◆ PROBLEM:
All lines from the one with "of the window" to the end of the data: return those exactly, and only those.

◆ RECORDS FOR THE TASK:
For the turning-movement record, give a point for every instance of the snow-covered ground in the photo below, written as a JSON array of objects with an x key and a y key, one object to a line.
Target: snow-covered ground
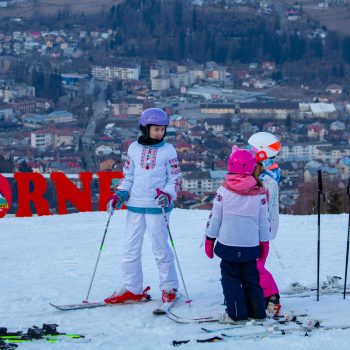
[{"x": 51, "y": 259}]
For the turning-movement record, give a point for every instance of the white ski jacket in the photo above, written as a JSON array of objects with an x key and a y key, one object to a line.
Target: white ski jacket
[
  {"x": 148, "y": 168},
  {"x": 236, "y": 220}
]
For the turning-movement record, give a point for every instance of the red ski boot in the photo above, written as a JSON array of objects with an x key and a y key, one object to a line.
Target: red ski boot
[{"x": 168, "y": 296}]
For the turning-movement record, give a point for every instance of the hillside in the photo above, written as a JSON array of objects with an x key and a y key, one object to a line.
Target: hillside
[{"x": 51, "y": 7}]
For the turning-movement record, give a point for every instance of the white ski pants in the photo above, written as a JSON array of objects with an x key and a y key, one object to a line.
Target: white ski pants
[{"x": 136, "y": 225}]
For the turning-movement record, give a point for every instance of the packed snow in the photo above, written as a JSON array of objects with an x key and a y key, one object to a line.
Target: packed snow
[{"x": 51, "y": 259}]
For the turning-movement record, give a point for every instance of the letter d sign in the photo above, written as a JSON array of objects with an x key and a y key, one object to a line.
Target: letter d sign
[{"x": 5, "y": 196}]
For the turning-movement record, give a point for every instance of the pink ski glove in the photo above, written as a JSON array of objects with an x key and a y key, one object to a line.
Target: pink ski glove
[
  {"x": 209, "y": 247},
  {"x": 264, "y": 251}
]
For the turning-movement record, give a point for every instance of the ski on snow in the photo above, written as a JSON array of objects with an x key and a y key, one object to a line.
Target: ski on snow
[
  {"x": 283, "y": 319},
  {"x": 47, "y": 332},
  {"x": 164, "y": 308},
  {"x": 271, "y": 332},
  {"x": 329, "y": 287}
]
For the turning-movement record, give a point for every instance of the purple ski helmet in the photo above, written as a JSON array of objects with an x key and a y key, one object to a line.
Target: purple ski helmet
[
  {"x": 241, "y": 161},
  {"x": 154, "y": 116}
]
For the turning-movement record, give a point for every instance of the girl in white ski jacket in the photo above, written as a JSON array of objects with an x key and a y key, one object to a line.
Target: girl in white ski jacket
[{"x": 150, "y": 184}]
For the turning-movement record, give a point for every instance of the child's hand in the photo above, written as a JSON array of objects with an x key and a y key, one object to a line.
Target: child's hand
[
  {"x": 209, "y": 247},
  {"x": 264, "y": 251}
]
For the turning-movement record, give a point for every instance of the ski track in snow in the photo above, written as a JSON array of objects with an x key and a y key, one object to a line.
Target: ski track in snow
[{"x": 51, "y": 259}]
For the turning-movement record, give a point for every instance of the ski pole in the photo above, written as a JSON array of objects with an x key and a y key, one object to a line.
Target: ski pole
[
  {"x": 98, "y": 257},
  {"x": 188, "y": 301},
  {"x": 347, "y": 244},
  {"x": 320, "y": 191}
]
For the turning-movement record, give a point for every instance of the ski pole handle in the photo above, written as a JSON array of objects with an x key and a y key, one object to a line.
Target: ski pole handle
[{"x": 320, "y": 186}]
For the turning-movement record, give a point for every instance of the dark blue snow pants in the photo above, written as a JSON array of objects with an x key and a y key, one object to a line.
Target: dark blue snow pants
[{"x": 241, "y": 285}]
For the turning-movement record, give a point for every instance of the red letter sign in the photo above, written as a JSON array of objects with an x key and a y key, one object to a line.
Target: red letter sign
[
  {"x": 5, "y": 196},
  {"x": 26, "y": 194},
  {"x": 105, "y": 179}
]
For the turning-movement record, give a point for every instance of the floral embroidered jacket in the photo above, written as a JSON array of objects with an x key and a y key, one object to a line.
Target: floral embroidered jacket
[
  {"x": 148, "y": 168},
  {"x": 240, "y": 221}
]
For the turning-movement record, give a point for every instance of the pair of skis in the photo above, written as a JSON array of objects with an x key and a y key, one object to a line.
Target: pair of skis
[
  {"x": 270, "y": 332},
  {"x": 162, "y": 309}
]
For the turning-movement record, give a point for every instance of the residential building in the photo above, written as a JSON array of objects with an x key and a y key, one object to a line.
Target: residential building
[{"x": 123, "y": 72}]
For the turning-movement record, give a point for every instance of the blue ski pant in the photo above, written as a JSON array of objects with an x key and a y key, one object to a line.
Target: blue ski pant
[{"x": 242, "y": 291}]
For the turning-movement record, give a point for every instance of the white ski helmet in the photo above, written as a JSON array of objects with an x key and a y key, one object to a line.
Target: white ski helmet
[{"x": 265, "y": 145}]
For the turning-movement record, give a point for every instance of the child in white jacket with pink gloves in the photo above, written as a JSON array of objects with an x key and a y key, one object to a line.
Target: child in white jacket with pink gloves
[{"x": 239, "y": 222}]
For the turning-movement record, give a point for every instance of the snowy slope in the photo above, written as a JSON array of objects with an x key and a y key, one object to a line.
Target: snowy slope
[{"x": 51, "y": 259}]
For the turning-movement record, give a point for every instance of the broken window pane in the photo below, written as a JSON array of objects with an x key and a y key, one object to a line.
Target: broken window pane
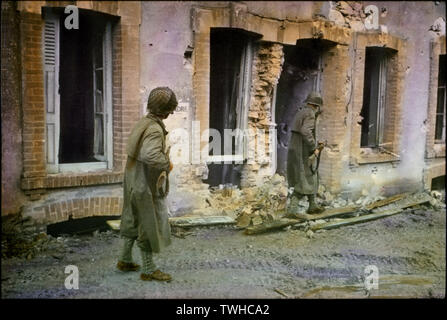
[
  {"x": 440, "y": 108},
  {"x": 81, "y": 74},
  {"x": 374, "y": 96}
]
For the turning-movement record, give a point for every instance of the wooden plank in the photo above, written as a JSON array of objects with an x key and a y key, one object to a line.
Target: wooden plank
[
  {"x": 190, "y": 221},
  {"x": 386, "y": 201},
  {"x": 114, "y": 224},
  {"x": 350, "y": 221},
  {"x": 193, "y": 221},
  {"x": 328, "y": 213},
  {"x": 276, "y": 224}
]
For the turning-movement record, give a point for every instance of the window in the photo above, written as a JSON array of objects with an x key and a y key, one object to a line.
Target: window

◆ RESPONSE TO THE EXERCISE:
For the turning-movement record, give a point for every instance of the window in the photo above, written as a JSON array of objects with an x key and a y key, one object to a line.
Target: window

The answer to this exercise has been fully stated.